- [Aim of the task]
In the following material, identify every line holding the string "protester" and return it.

(Information given Opens)

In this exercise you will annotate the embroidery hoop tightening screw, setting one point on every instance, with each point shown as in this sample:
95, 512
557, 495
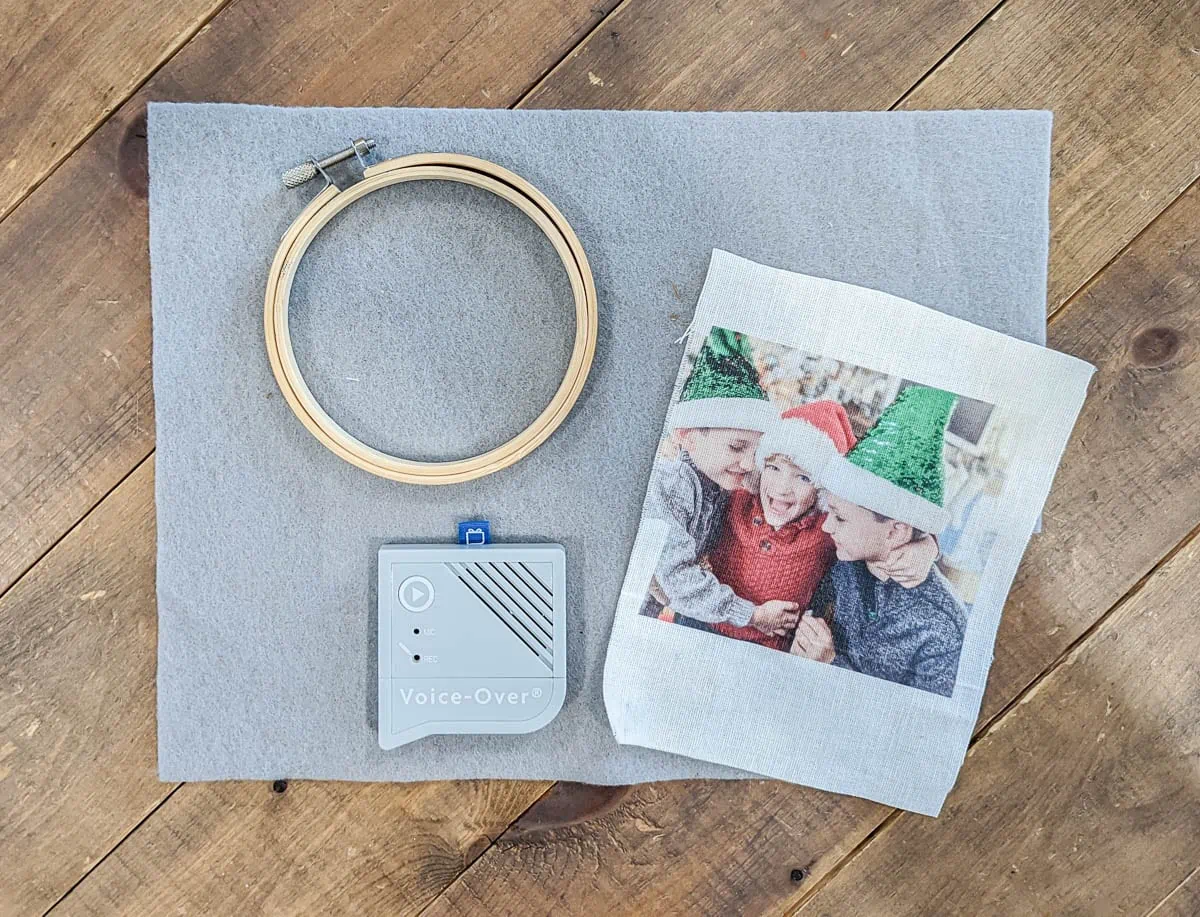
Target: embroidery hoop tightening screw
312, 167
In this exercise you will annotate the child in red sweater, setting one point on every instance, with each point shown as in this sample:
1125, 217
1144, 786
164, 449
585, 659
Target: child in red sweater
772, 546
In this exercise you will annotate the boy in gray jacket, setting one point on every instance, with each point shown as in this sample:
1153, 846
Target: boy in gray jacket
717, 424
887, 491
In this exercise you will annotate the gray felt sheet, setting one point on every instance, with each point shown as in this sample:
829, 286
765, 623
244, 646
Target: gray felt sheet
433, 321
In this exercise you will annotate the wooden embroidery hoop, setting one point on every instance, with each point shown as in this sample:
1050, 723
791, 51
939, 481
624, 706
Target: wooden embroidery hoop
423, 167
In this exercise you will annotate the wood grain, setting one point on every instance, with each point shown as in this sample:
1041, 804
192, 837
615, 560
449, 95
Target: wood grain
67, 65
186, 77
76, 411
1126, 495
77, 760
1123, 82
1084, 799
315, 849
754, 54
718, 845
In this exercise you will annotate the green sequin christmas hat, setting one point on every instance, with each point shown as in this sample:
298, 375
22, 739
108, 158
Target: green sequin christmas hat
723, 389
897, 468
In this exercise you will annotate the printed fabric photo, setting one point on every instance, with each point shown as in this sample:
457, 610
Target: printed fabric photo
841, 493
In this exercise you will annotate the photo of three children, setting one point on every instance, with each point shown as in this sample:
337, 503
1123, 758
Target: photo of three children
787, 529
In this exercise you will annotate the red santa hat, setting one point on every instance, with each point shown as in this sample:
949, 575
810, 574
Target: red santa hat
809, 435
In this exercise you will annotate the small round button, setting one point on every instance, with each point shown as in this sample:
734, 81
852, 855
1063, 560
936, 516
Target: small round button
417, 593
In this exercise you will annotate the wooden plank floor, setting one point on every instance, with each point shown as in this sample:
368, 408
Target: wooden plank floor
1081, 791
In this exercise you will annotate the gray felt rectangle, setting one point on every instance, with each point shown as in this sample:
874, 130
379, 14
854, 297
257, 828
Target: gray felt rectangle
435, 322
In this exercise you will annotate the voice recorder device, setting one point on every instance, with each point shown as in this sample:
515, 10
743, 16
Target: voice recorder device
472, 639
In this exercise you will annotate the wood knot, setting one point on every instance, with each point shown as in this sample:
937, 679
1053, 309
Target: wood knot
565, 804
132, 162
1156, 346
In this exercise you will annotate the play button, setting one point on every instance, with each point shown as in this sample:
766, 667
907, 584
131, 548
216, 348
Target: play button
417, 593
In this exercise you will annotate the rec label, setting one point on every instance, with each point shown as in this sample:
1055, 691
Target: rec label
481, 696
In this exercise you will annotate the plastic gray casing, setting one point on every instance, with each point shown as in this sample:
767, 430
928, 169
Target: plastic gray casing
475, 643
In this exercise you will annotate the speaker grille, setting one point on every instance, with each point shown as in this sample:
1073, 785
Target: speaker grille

(Information given Closes)
(Information given Opens)

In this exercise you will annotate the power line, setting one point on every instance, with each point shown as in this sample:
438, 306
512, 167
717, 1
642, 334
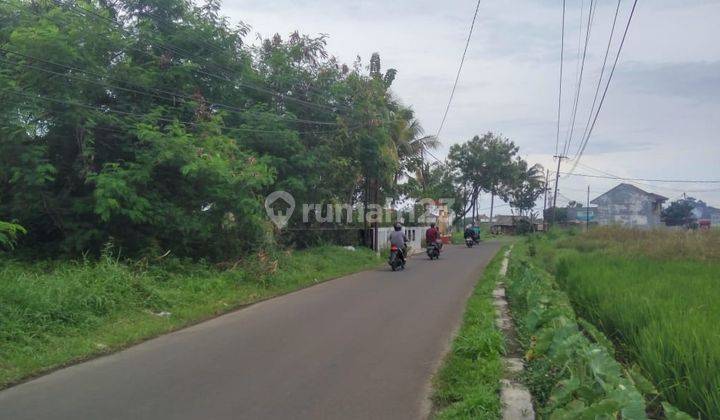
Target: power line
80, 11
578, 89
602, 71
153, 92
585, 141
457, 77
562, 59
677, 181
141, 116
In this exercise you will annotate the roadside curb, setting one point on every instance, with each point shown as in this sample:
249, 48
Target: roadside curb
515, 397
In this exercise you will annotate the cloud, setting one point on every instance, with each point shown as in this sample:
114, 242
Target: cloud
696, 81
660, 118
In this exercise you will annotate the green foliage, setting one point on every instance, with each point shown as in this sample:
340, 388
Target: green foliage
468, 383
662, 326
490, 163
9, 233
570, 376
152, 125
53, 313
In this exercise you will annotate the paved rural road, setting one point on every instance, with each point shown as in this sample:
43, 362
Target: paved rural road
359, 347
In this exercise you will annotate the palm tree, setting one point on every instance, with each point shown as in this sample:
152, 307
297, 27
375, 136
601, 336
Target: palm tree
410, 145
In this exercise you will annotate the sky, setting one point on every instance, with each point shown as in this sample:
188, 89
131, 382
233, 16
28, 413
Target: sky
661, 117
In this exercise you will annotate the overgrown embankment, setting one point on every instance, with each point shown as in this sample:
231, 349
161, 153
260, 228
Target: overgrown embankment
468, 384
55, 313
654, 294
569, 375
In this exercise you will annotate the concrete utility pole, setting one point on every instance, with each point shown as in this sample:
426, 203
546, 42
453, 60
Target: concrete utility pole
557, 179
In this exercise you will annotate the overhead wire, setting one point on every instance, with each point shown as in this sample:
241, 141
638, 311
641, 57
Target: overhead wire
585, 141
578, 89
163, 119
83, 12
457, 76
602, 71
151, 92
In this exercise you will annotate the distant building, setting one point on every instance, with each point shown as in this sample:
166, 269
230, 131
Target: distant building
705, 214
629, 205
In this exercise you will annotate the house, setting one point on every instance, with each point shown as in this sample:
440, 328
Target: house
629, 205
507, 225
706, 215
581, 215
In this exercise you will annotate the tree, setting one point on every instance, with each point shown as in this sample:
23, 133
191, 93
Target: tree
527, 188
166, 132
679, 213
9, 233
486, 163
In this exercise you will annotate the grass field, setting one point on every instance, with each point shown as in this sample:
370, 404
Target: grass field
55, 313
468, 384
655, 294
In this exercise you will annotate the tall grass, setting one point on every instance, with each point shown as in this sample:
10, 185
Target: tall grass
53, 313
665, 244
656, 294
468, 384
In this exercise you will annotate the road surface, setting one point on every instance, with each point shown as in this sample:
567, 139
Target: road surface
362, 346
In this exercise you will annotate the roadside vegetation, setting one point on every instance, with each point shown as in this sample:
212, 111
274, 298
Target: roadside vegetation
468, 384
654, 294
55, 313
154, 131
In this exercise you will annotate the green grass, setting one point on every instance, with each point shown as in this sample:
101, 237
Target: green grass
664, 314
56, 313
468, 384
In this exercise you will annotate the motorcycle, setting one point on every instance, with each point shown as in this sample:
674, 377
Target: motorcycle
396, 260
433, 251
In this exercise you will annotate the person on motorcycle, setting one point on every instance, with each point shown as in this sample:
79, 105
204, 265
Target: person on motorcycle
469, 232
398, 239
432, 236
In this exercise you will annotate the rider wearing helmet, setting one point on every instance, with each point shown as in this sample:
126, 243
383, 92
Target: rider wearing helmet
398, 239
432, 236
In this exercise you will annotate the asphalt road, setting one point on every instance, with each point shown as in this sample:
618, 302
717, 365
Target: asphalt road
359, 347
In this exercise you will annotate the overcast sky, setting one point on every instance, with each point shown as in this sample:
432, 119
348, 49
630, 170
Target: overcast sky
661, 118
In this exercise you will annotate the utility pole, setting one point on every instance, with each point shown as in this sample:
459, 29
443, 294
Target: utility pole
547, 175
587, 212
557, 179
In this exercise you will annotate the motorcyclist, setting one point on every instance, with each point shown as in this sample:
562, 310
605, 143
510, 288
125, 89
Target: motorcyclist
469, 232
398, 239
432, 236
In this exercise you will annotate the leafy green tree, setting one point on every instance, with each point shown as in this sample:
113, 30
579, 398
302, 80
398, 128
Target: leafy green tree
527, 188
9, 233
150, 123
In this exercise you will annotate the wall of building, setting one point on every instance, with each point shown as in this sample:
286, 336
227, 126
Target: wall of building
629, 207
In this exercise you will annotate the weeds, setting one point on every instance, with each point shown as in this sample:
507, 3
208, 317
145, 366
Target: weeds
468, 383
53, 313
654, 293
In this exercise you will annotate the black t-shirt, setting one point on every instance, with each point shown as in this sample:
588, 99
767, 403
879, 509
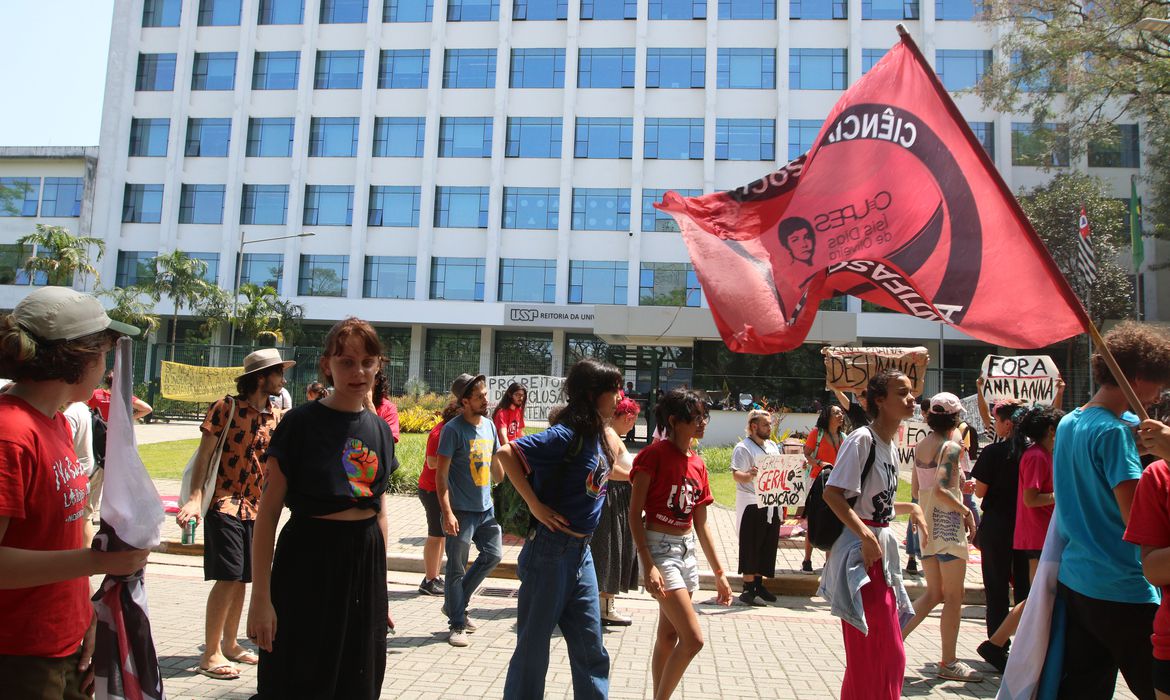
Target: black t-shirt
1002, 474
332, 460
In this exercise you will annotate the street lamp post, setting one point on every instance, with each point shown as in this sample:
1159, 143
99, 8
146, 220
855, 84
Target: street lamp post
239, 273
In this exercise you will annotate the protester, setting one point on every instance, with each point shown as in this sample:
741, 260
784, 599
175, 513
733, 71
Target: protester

(Information given Closes)
(Information given Opens)

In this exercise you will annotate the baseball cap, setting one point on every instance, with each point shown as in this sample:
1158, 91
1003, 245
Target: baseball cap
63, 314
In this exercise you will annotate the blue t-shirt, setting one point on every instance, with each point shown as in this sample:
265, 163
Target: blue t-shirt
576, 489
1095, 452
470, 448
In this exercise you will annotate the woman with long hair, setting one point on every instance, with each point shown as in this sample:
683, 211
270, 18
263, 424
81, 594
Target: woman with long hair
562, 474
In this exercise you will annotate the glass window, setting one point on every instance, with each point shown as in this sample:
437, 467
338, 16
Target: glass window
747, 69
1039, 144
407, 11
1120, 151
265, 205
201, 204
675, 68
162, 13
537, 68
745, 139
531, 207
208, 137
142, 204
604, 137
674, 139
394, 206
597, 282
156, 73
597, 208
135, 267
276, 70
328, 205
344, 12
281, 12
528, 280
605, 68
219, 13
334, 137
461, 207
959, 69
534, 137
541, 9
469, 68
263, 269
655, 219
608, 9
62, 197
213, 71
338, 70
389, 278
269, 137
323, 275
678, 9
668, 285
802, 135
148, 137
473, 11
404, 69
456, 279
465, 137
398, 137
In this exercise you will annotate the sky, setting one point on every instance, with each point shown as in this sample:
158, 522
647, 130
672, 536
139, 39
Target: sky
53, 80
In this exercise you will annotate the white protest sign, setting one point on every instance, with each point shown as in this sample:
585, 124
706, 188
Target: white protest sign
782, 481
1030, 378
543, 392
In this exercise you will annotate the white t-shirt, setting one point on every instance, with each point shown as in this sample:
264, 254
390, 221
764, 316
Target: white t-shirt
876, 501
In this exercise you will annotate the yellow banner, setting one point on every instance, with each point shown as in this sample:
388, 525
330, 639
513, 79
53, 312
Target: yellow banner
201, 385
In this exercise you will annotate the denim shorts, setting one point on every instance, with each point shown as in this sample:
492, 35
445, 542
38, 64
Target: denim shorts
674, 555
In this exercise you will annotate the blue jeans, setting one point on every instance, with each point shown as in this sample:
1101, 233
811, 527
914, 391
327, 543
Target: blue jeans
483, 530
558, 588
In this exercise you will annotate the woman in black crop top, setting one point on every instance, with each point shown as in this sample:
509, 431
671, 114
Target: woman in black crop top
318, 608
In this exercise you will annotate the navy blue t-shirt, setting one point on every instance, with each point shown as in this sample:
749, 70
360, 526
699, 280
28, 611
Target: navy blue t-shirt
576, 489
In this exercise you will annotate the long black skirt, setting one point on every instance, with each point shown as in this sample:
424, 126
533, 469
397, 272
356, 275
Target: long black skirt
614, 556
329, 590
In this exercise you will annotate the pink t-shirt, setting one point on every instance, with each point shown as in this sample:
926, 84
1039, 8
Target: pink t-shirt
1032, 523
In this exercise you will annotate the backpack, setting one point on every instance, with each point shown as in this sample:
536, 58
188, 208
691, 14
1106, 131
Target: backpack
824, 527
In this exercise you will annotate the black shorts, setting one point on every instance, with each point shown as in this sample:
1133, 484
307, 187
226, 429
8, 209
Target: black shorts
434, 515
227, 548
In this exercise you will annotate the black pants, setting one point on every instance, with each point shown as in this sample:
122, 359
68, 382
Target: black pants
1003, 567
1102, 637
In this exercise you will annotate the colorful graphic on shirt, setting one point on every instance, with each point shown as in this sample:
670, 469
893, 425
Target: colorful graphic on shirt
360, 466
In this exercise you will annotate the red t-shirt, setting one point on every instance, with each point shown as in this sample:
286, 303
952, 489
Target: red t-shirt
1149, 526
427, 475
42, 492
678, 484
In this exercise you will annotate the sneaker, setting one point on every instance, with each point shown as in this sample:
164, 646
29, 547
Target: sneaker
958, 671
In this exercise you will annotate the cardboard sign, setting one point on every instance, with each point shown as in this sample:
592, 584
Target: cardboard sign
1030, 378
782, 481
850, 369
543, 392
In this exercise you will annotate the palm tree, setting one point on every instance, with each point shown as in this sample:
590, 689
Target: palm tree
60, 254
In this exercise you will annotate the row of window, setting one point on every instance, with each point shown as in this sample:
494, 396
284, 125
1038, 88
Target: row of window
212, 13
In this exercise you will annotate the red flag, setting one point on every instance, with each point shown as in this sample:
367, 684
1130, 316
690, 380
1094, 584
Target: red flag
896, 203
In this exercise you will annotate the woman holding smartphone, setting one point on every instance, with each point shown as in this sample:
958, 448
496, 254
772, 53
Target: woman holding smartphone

(Information given Closes)

- [Solved problem]
In this exercise you will annotate the protester, setting one point on every instance, with each point shown as in this sample:
Target: protester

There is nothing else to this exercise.